▶ Supplied text:
··········
# 309.2 separation required



## rktect 1 (Apr 28, 2010)

Garages and drywall.

In our village we require 5/8" drywall throughout the garage and 5/8" typ X on the ceiling if a habitable space is above.

It has now become a debate in our group whether or not a two story house with a garage on an outside corner would require any drywall on the exterior wall, if that wall was not a load bearing wall.  Technically the code section reads "where a separation is a floor-ceiling assembly, the structure supporting the spearation shall also be protected by not less than......."

And yes we do in fact have the condition where the floor/ceiling joists run so they do not bear on the one exterior wall and the trusses on the 2nd floor roof run the same direction.  So the exterior wall does not support any weight other than its own.  There is a steel column supporting a steel beam in the exterior wall.  This would be required to be protected by drywall.

Any thoughts.


----------



## fatboy (Apr 28, 2010)

Our interpretation is that if is not a loadbearing wall/member, it is not required to be protected.


----------



## mtlogcabin (Apr 28, 2010)

> In our village we require 5/8" drywall throughout the garage


Is this by local ammendment? Could you post the ordinance so we can see how it is worded?

throughout would include all walls and ceilings JMO


----------



## rktect 1 (Apr 28, 2010)

mtlogcabin said:
			
		

> Is this by local ammendment? Could you post the ordinance so we can see how it is worded?throughout would include all walls and ceilings JMO


Which leads us to the other problem.

While we were under CABO, we amended that code to read something like "All combustible framing in the garage shall be covered in 5/8" drywall".  Unfortunatly, we did not amend section 309.2 of the 2006 IRC to read similar but we will be shortly with similar language as was used during the CABO years.  I think the previous AHJ read that section 309.2 to mean all walls in garages would be drywalled and our inspectors have always enforced that.  No big deal until someone finally slipped one by us.
··········
▶ Exercises to complete:
(a) Which distinct usernames post in the garage drywall thread?
(b) Continue the garage drywall thread from where it stops.

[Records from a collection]
··········
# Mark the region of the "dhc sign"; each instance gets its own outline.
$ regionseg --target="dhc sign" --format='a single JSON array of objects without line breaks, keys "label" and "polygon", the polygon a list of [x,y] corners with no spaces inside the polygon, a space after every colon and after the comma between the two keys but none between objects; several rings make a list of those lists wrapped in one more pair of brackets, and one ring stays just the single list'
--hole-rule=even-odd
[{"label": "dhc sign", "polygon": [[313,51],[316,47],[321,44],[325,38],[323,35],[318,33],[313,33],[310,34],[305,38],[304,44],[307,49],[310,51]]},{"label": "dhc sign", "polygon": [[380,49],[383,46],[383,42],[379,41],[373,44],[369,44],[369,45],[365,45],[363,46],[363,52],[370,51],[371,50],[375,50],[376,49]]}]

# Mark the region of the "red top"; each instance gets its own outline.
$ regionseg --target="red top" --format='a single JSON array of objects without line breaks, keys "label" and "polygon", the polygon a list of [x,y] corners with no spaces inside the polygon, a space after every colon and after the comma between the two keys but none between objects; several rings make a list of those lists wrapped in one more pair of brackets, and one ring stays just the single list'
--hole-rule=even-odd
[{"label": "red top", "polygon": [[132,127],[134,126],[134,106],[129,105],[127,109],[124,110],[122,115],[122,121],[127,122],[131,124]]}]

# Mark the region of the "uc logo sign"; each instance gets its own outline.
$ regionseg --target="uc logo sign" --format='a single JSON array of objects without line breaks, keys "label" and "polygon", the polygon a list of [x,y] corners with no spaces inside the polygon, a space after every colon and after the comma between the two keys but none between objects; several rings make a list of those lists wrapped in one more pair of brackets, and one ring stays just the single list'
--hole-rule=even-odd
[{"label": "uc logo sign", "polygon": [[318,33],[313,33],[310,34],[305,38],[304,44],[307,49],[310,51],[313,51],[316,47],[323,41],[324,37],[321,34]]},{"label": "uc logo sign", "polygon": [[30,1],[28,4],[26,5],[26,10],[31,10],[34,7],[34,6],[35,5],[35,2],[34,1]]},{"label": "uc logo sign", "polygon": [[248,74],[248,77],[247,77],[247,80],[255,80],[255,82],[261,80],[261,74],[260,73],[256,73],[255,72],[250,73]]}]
··········
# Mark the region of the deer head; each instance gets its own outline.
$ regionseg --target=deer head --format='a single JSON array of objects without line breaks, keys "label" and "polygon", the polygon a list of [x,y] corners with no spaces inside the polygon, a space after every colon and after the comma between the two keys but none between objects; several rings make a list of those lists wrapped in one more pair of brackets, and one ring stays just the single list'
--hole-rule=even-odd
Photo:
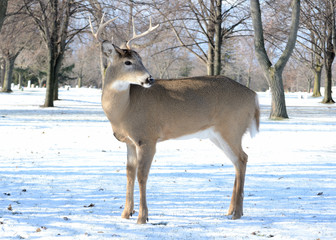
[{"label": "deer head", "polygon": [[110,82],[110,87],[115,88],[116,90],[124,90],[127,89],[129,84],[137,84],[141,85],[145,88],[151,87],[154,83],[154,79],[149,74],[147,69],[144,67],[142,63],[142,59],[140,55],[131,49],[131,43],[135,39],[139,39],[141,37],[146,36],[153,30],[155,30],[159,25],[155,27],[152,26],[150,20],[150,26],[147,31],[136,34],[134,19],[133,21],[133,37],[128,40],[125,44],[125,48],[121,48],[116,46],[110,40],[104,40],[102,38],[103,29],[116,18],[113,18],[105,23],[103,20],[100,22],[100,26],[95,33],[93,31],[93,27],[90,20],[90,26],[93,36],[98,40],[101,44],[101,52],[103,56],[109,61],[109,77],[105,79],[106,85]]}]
··········
▶ Answers to the exercises:
(a) rktect 1, fatboy, mtlogcabin

(b)
----------



## north star (Apr 28, 2010)

* *



> No big deal until someone finally slipped one by us.


*Don'tcha just hate it when that happens!    *

* *


----------



## fatboy (Apr 28, 2010)

This is how I did it...

*R309.2 Separation required. *The garage shall be separated from the residence and its attic area by not less than 5/8-inch (15.9 mm) Type X gypsum board applied to the garage side. Garages beneath habitable rooms shall be separated from all habitable rooms above by not less than 5/8-inch (15.9 mm) Type X gypsum board or equivalent. Where the separation is a floor-ceiling assembly, or the ceiling is providing the separation, the structure supporting the separation shall also be protected by not less than 5/8-inch (15.9 mm) gypsum board or equivalent. Garages located less than 3 feet (914 mm) from a dwelling unit on the same lot shall be protected with not less than 5/8-inch (15.9 mm) gypsum board applied to the interior side of exterior walls that are within this area. Openings in these walls shall be regulated by Section R309.1. This provision does not apply to garage walls that are perpendicular to the adjacent dwelling unit wallunless the walls are supporting a separation as outlined above.


----------



## cboboggs (Apr 28, 2010)

If it is not loadbearing, then it is not required to be protected.


----------



## mtlogcabin (Apr 28, 2010)

How many are enforcing this portion of the code

TABLE R702.3.5

Footnote

e. Type X gypsum board for garage ceilings beneath habitable rooms shall be installed perpendicular to the ceiling framing and shall be fastened at maximum 6 inches o.c. by minimum 17/8 inches 6d coated nails or equivalent drywall screws.


----------



## fatboy (Apr 28, 2010)

Slipped by me.......thanks, will pass on to staff.


----------



## kilitact (Apr 29, 2010)

mtlogcabin said:
			
		

> How many are enforcing this portion of the codeTABLE R702.3.5
> 
> Footnote
> 
> e. Type X gypsum board for garage ceilings beneath habitable rooms shall be installed perpendicular to the ceiling framing and shall be fastened at maximum 6 inches o.c. by minimum 17/8 inches 6d coated nails or equivalent drywall screws.


depends on the spacing, 2' yes 16" no


----------



## Glennman CBO (Apr 29, 2010)

Correct Killitact!


----------



## Bootleg (Apr 29, 2010)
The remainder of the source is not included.